Reproduce verbatim the portion of the passage below on political decay in Kashmir, from "Caught up in" to "in their daydreams.".

■ Passage given
<<<<
Caught up in this Catch-22 situation, most of people end up living drab and dull lives so much so that the life itself becomes mere physical existence and people cogs of a giant machine, milling up in the rut of monotony. Not to talk of those without means of purposeful economic engagement, even those who have ‘much sought after and overly valued’ 10:00-4:00 government jobs have nothing dramatic, nothing exciting, nothing to hope for, no satisfaction of any desire except in their daydreams.

Now those in the political echelons may remain unconcerned about it – for, such a dreariest, drabbest and grayest life of common people does in no way threaten any status quo – but condemned to live isolated lives from the life of the community, people are steadily losing interest in much of what politics is all about – good of the community, society and the nation. This individual divorce from the general social life has already eroded much of Kashmir’s political foundations, and decay continues without any respite.

It was actually this decay that Alexis de Tocqueville, a French political thinker and historian, had warned against over a century-and-half ago. In his best known work ‘Democracy in America’ (two volumes: 1835 and 1840), Tocqueville talks about something which is more relevant to this part of the world today than it may have ever been to anywhere else. Here’s what he has said:

“It must not be forgotten that it is especially dangerous to enslave men in the minor details of life. For my own part, I should be inclined to think freedom less necessary in great things than in little ones, if it were possible to be secure of the one without possessing the other. Subjection in minor affairs breaks out every day and is felt by the whole community indiscriminately. It does not drive men to resistance, but it crosses them at every turn, till they are led to surrender the exercise of their own will. Thus their spirit is gradually broken and their character enervated; whereas that obedience which is exacted on a few important but rare occasions only exhibits servitude at certain intervals and throws the burden of it upon a small number of men. It is in vain to summon a people who have been rendered so dependent on the central power to choose from time to time the representatives of that power; this rare and brief exercise of their free choice (elections), however important it may be, will not prevent them from gradually losing the faculties of thinking, feeling, and acting for themselves, and thus gradually falling below the level of humanity.
>>>>
■ Provided material
<<<<
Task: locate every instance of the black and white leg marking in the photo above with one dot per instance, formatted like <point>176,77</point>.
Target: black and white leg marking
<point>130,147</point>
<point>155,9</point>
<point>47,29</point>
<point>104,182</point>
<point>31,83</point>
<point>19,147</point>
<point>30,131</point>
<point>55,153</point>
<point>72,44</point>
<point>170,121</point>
>>>>
■ Finished exercise
Caught up in this Catch-22 situation, most of people end up living drab and dull lives so much so that the life itself becomes mere physical existence and people cogs of a giant machine, milling up in the rut of monotony. Not to talk of those without means of purposeful economic engagement, even those who have ‘much sought after and overly valued’ 10:00-4:00 government jobs have nothing dramatic, nothing exciting, nothing to hope for, no satisfaction of any desire except in their daydreams.